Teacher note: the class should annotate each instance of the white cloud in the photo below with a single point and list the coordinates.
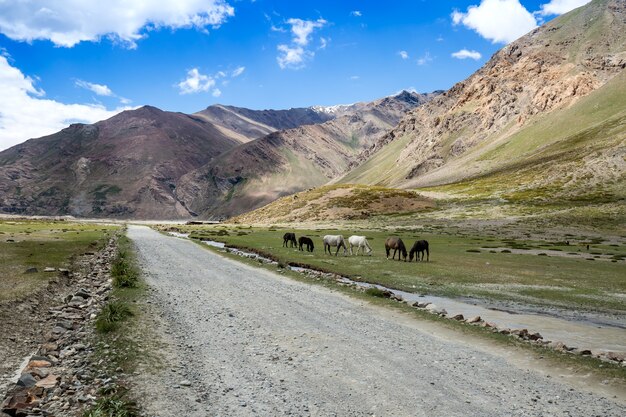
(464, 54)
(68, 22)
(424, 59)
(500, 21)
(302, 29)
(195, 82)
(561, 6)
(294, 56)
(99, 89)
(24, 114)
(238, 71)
★ ★ ★ ★ ★ ★ ★
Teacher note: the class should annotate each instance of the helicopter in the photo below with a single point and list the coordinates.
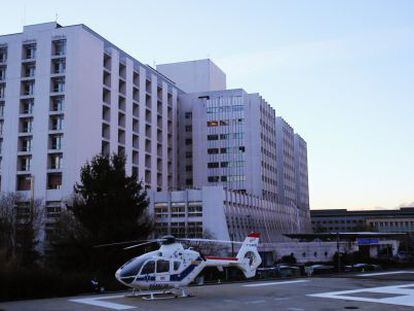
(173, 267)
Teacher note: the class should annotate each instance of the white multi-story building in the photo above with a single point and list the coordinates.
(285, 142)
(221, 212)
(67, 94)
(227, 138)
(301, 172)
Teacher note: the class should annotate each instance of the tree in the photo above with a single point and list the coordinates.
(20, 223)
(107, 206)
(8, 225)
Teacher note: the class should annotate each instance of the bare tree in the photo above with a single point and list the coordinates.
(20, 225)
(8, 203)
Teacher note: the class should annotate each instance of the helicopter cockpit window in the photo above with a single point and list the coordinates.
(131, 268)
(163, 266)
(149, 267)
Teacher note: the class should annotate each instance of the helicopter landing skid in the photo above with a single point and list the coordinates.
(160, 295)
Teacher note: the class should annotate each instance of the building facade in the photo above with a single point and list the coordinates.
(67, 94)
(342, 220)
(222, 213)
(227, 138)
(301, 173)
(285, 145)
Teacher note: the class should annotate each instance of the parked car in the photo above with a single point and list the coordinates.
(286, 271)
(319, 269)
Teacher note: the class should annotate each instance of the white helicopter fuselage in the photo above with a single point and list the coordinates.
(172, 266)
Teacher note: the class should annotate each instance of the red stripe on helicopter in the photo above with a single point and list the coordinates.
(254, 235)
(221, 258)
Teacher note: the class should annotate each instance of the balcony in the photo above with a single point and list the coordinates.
★ ★ ★ ★ ★ ★ ★
What you have to do:
Everything above from the line containing "of the building" down to the line containing "of the balcony" should be copied exactly, both end lines included, and nothing else.

Response below:
Teacher note: the class should annotate each instance of the building facade in the photo above with a single point and list the coordinates.
(67, 94)
(342, 220)
(222, 213)
(227, 138)
(301, 173)
(285, 145)
Teacher note: the class should annotate each instance of the parked car in the photo above with a single point and list the coordinates.
(286, 271)
(319, 269)
Teacher note: the class should annotate each instance of the white helicopter fuselage in the photo above with a single point and list the coordinates.
(172, 266)
Teacher note: the class should annotate each instance of the red stripe on helicopter in the photo above with a single point and list the coordinates.
(254, 235)
(221, 258)
Teacher note: the class should annotate each instance of the balcony in the photo above with a single point and list the coordinates.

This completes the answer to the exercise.